SHORT TASK
Lay out every line of the records below as a Markdown table with the columns Row and Line, numbering the rows and skipping blank lines. Leave the pictures out.

LISTING
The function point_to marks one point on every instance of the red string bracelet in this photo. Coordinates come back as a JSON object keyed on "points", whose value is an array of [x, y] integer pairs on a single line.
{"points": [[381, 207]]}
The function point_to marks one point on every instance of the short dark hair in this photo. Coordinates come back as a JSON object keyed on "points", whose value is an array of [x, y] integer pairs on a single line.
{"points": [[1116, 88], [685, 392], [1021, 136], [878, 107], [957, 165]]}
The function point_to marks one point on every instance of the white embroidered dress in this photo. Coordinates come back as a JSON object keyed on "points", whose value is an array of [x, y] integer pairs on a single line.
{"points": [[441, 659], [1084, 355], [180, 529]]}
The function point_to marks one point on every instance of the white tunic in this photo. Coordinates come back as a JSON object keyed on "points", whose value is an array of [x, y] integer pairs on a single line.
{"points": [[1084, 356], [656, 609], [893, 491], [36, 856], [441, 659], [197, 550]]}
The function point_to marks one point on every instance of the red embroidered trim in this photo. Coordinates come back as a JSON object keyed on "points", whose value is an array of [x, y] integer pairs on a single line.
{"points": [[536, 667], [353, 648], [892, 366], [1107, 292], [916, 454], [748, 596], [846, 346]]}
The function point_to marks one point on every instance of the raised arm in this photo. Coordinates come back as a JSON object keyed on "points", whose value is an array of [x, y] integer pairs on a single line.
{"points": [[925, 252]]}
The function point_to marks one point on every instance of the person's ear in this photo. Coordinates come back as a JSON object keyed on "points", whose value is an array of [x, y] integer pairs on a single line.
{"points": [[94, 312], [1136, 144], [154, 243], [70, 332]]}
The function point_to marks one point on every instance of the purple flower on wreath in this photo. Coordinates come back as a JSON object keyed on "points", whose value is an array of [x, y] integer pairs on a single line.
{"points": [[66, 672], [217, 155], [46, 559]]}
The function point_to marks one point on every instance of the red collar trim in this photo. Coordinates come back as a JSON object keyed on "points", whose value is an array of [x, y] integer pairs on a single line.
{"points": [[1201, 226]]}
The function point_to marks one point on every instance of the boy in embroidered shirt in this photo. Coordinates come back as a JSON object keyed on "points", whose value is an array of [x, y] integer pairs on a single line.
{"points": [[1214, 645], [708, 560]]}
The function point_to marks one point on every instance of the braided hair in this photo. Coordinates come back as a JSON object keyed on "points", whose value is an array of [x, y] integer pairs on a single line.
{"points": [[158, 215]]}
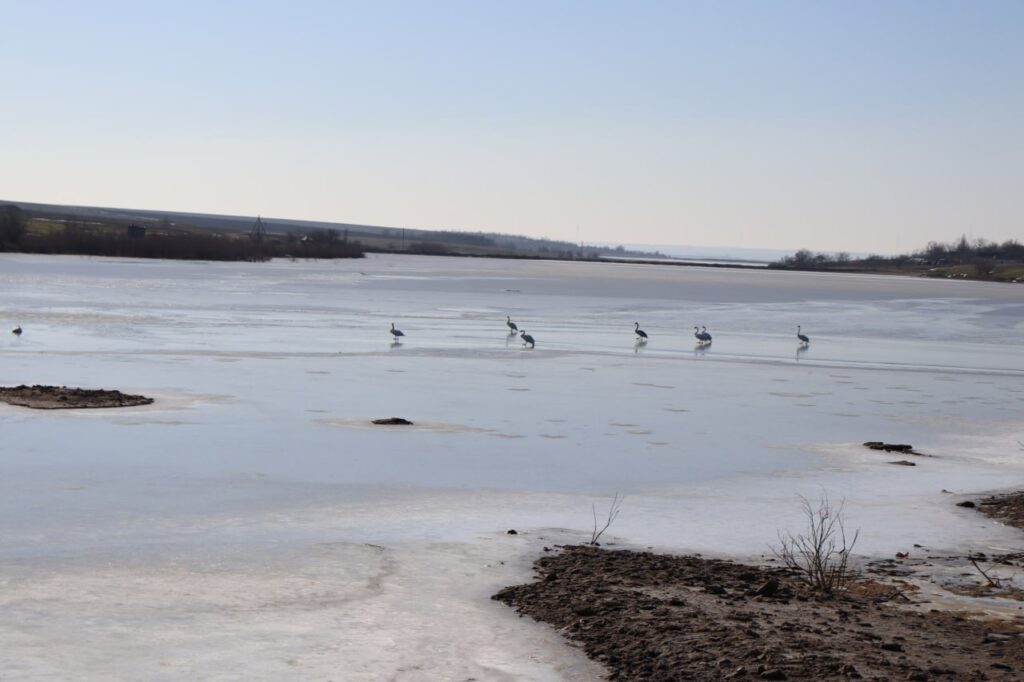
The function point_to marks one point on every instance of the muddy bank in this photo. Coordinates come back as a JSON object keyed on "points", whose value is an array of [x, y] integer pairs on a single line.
{"points": [[62, 397], [1007, 508], [649, 616]]}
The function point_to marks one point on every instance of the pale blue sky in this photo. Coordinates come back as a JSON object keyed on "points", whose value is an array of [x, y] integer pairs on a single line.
{"points": [[865, 126]]}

FINAL ANSWER
| Row | Line |
|---|---|
| 1 | The function point_to marks one point on every instance of the red string bracelet in this photo. Coordinates come back as a JSON object keyed on "points", whose value is an array of [x, y] integer pairs on a single line. |
| 2 | {"points": [[381, 207]]} |
| 3 | The function point_to marks one point on every instance of the short dark hair in this photo. Coordinates come back as a JSON object keyed on "points", whose value is an array of [x, y] integer pairs on a single line. |
| 4 | {"points": [[1116, 88], [685, 392], [1021, 136], [878, 107], [957, 165]]} |
| 5 | The function point_to marks one point on every instance of the white embroidered dress in this photo. Coordinates come back as a JSON object keyed on "points", whose value is an array of [x, y] integer pairs on a single line. |
| 6 | {"points": [[441, 659], [1084, 355], [180, 529]]} |
| 7 | The function point_to marks one point on every instance of the white tunic in this photo. Coordinates come back as a JSON object keyed on "points", whose value is an array of [x, y] integer pairs on a single line. |
| 8 | {"points": [[1084, 356], [656, 609], [893, 491], [36, 856], [441, 659], [197, 550]]} |
| 9 | The function point_to marks one point on every instance of the red embroidered trim in this photo. Coordinates come back as a JSON object keyed on "points", whose value is an array of [x, y] integer pairs on a single line. |
| 10 | {"points": [[536, 667], [353, 648], [892, 366], [1107, 292], [916, 454], [748, 596], [846, 346]]} |
| 11 | The function point_to marks one point on every instance of the raised arm in this photo. Coordinates come back as a JSON object keyed on "points", whose value is an array of [x, y] integer pairs on a single line. |
| 12 | {"points": [[925, 252]]} |
| 13 | The function point_to marks one point on every instance of the person's ear in this photo. Coordinates come back as a JSON object keyed on "points", whose value is an array of [x, y] integer pairs on a single line. |
| 14 | {"points": [[94, 312], [1136, 144], [154, 243], [70, 332]]} |
| 15 | The function point_to marks one point on every instance of the purple flower on wreath in this photo. Coordinates come back as a JSON object keyed on "points", whose value is an array of [x, y] integer pairs on a single line. |
| 16 | {"points": [[66, 672], [217, 155], [46, 559]]} |
| 17 | The function point_to marks one point on every instance of the red collar trim in this photo. Coordinates come back as a JSON object keyed on "points", whose value is an array of [x, y] integer pairs on a single line. |
| 18 | {"points": [[1201, 226]]} |
| 19 | The function point_to marks one point on every instance of the boy in embroidered shirt in this photo. Coordinates come back as a JSON object keyed on "points", whose value is an array of [x, y] integer pairs on a single line. |
| 20 | {"points": [[1214, 645], [708, 560]]} |
| 21 | The function point_to marks one point on every instance of the braided hair in this photo. Coordinates come back as a JSON object keyed on "points", whose value is an array of [x, y] integer pairs on a single line. |
| 22 | {"points": [[158, 215]]} |
| 23 | The function point_to marks one point on every instance of the muddy bank in this photo. Coordinates come back as a JSON object keyed on "points", whose value is an array of [x, y] integer pairs on a single line. |
| 24 | {"points": [[62, 397], [1007, 508], [649, 616]]} |
| 25 | The function point_to marks one point on every instance of the pale blue sky in this photo. Coordinates come back as a JSON object keyed on "points", whose value is an array of [x, y] integer pairs on a single line. |
| 26 | {"points": [[865, 126]]} |